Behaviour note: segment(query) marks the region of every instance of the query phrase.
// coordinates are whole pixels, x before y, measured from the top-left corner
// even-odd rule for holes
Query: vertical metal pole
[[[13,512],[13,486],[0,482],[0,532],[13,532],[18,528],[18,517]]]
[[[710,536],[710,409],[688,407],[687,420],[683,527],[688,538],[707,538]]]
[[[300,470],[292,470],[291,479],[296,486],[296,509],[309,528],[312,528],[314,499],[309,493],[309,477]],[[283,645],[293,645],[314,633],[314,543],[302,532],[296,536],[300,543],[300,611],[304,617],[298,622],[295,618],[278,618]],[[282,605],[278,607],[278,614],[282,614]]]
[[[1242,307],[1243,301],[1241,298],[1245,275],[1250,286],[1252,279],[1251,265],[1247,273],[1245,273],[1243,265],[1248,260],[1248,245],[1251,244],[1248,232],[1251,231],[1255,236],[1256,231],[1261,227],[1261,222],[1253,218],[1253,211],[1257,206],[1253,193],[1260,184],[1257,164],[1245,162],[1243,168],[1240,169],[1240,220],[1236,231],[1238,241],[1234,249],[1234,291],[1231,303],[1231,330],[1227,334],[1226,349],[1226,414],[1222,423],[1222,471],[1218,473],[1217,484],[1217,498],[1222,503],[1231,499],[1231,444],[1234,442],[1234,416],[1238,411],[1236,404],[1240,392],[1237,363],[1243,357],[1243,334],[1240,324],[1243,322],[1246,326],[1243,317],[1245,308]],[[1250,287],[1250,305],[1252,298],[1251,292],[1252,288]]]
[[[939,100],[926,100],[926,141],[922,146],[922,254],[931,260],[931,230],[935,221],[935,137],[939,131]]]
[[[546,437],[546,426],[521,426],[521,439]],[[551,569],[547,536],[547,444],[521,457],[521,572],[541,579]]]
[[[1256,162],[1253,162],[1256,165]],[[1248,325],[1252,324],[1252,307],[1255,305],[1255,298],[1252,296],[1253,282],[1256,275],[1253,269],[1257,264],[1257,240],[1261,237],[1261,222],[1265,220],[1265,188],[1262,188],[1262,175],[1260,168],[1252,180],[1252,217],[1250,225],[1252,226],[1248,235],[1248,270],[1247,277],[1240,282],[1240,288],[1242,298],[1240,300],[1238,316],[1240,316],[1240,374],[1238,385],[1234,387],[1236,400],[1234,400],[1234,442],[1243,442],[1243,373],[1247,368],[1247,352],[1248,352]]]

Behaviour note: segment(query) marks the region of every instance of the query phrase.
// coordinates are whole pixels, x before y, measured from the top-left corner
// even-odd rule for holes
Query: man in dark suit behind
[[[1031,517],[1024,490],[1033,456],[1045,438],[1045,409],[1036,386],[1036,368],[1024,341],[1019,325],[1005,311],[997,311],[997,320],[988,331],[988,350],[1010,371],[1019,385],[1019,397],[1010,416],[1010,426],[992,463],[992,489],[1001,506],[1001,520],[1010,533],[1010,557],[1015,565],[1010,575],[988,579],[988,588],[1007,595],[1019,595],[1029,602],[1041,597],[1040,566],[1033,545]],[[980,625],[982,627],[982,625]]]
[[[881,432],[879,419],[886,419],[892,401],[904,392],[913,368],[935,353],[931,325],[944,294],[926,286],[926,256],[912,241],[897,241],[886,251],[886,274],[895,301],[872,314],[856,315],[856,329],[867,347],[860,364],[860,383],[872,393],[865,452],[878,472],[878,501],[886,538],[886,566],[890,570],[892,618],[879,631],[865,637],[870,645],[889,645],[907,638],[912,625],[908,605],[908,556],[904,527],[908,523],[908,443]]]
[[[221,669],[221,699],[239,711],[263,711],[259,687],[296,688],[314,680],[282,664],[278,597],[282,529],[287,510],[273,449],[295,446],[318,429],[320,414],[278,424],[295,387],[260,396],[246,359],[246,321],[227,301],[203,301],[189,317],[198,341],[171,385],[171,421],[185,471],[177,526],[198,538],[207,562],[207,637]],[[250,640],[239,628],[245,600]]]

# DIRECTIVE:
Copy the data from its beginning through the line that contains "Query: vertical metal pole", inclusive. Replace "top-left" with "upper-left" and leave everything else unchanged.

# SOLUTION TO THIS TASK:
Behaviour note: segment(query) marks the region of every instance of the query phrase.
// coordinates are whole pixels, x before y, measured from the upper-left corner
// even-odd rule for holes
Query: vertical metal pole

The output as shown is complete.